-- Start of EXCERPT TO READ --

# From: State Representative Tim Whelan. (Ret. MSP Sgt.)



## RodneyFarva (Jan 18, 2007)

Massachusetts State Representative


Friends, in today’s US Mail I received this solicitation from the, “United States Deputy Sheriff’s Association” (USDSA), an organization I have never heard of before, seeking money to buy ballistic vests for police officers. It specifically references my hometown of Brewster in some of the inserts. Please, DO NOT donate to this organization.
I have worked 26 years in law enforcement and have never, ever heard of this group. If you Google the name of the USDSA’s Executive Director, David Hinners, you will find a plethora of stories about “deceptive fundraising practices” and scam alerts from Massachusetts police departments and Sheriffs. This organization is also rated “Zero Stars” by CharityNavigator.com, with only 28.9% of funds raised going toward programs. And Mr. Hinners, and Deputy Director Michael Willis, each collect a salary from this “charity” of $150,000 each.
Please, if you want to share your hard-earned funds in a way to most assuredly support the women and men in law enforcement, please contact your local police department, the Barnstable County Deputy Sheriff’s Association, or the State Police Association of Massachusetts to find out directly from them how you can best support their personnel and their public safety mission in our communities.


----------



## Kilvinsky (Jan 15, 2007)

I have to be honest, I don't give to ANY of these groups. They may even be legit, but when I get the robocall from police/fire groups, I hang up. I may be hanging up on an organization that is doing good things, but I simply don't trust ANY robocalls, unless they're from my home town's government with some important information.

Or Rachel from Card Services. She sounds so sexy. Damnedest thing though, I hit 1 and ask to speak to her and the asshole on the other end insists she doesn't exist. Well, SHE JUST CALLED ME! Doug, or Steve, or Sanjay, whatever his name is that particular day, eventually hangs up on me. How RUDE!


----------

-- End of EXCERPT TO READ --

• [DESCRIPTION OF THE TASK] Write out the passage of the forum thread from "# From: State" to "to this organization.", keeping every word and punctuation mark unchanged. Draw solely on the forum thread for your work.

-- Start of RECORDS SUPPLIED --

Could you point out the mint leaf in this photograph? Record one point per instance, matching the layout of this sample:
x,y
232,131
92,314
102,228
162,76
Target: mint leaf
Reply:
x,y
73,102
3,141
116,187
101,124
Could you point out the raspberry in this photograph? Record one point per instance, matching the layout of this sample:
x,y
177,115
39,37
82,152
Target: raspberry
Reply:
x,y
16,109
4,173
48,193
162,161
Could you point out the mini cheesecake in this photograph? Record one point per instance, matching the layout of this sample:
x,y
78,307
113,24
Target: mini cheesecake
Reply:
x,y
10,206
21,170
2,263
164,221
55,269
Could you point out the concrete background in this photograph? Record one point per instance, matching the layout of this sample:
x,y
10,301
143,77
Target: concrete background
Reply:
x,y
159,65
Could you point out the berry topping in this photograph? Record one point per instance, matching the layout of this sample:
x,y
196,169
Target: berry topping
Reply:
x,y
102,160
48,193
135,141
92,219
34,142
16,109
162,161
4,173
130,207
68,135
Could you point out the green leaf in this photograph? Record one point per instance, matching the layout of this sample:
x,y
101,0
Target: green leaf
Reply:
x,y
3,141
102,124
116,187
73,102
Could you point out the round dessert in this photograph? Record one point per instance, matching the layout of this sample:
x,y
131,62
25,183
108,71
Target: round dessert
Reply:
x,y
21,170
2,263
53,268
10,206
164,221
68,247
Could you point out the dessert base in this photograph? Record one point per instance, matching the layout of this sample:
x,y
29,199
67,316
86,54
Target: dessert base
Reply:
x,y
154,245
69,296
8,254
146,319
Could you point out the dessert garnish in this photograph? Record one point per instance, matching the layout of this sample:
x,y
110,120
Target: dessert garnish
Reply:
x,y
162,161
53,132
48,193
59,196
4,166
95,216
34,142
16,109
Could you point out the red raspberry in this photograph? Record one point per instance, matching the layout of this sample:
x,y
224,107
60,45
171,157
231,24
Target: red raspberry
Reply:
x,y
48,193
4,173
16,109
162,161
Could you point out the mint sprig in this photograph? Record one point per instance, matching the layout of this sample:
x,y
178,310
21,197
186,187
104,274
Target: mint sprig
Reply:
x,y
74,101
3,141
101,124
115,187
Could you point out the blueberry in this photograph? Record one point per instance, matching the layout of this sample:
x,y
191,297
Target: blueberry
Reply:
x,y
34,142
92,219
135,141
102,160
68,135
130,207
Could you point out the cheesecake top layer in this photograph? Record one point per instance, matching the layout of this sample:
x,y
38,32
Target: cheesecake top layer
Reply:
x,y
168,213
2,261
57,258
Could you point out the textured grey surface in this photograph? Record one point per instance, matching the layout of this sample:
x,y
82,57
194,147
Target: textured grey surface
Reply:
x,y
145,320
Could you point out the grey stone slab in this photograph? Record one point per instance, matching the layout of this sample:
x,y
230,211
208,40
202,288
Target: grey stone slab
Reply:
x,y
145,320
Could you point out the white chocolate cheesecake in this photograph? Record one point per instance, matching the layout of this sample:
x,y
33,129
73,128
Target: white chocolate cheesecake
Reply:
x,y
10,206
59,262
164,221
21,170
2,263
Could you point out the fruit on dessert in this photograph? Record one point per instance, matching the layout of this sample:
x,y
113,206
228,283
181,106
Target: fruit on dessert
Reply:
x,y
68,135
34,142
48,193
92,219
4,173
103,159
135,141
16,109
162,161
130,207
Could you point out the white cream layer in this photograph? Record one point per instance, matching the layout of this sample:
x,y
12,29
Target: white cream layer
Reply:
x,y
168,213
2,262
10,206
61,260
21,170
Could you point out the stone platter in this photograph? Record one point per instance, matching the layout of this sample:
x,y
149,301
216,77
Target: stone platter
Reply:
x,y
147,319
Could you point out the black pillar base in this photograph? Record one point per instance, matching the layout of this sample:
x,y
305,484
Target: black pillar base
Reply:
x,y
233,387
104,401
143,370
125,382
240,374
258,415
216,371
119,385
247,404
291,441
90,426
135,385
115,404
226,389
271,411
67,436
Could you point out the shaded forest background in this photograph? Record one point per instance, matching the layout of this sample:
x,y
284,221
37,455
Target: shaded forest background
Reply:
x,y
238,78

-- End of RECORDS SUPPLIED --

• [REPLY]
# From: State Representative Tim Whelan. (Ret. MSP Sgt.)



## RodneyFarva (Jan 18, 2007)

Massachusetts State Representative


Friends, in today’s US Mail I received this solicitation from the, “United States Deputy Sheriff’s Association” (USDSA), an organization I have never heard of before, seeking money to buy ballistic vests for police officers. It specifically references my hometown of Brewster in some of the inserts. Please, DO NOT donate to this organization.